Starting with the line that contains "User intent: interact with the glass balcony" and going on through the line that contains "xmin=0 ymin=170 xmax=202 ymax=333", write those records out again, replacing "railing" with "handrail" and leaving everything else unchanged.

Records from a data collection:
######
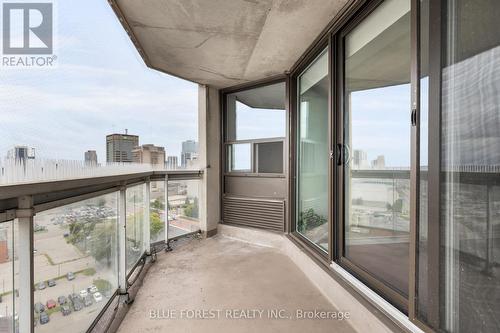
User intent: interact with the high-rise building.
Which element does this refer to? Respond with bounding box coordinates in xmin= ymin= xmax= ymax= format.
xmin=167 ymin=156 xmax=179 ymax=170
xmin=85 ymin=150 xmax=97 ymax=165
xmin=181 ymin=140 xmax=198 ymax=168
xmin=7 ymin=146 xmax=35 ymax=161
xmin=132 ymin=144 xmax=165 ymax=167
xmin=106 ymin=130 xmax=139 ymax=162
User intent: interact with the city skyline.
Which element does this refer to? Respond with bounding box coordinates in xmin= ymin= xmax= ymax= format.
xmin=0 ymin=0 xmax=198 ymax=162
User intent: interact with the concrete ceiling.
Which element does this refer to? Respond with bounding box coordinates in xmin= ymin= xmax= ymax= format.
xmin=110 ymin=0 xmax=347 ymax=88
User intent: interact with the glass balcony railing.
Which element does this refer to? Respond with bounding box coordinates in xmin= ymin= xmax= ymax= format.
xmin=0 ymin=170 xmax=202 ymax=333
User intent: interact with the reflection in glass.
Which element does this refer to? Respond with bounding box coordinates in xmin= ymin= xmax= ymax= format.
xmin=168 ymin=179 xmax=200 ymax=239
xmin=149 ymin=180 xmax=166 ymax=243
xmin=125 ymin=184 xmax=146 ymax=274
xmin=227 ymin=143 xmax=252 ymax=172
xmin=33 ymin=193 xmax=118 ymax=333
xmin=419 ymin=0 xmax=500 ymax=332
xmin=344 ymin=0 xmax=410 ymax=295
xmin=297 ymin=50 xmax=329 ymax=251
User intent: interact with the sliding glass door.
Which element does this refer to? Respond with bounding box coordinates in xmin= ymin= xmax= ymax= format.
xmin=342 ymin=0 xmax=411 ymax=308
xmin=416 ymin=0 xmax=500 ymax=333
xmin=296 ymin=50 xmax=330 ymax=251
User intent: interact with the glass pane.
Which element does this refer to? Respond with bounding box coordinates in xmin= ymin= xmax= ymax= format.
xmin=168 ymin=179 xmax=200 ymax=239
xmin=34 ymin=193 xmax=118 ymax=332
xmin=125 ymin=184 xmax=146 ymax=274
xmin=297 ymin=50 xmax=329 ymax=250
xmin=431 ymin=0 xmax=500 ymax=332
xmin=255 ymin=141 xmax=283 ymax=173
xmin=0 ymin=221 xmax=19 ymax=333
xmin=226 ymin=82 xmax=286 ymax=141
xmin=149 ymin=180 xmax=166 ymax=243
xmin=227 ymin=143 xmax=252 ymax=172
xmin=344 ymin=0 xmax=410 ymax=295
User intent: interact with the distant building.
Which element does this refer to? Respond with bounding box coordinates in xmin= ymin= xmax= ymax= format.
######
*The output*.
User intent: interact with the glass balcony handrail.
Which element does this refer to? Respond with bounding box coordinates in xmin= ymin= xmax= ymax= format.
xmin=0 ymin=170 xmax=202 ymax=333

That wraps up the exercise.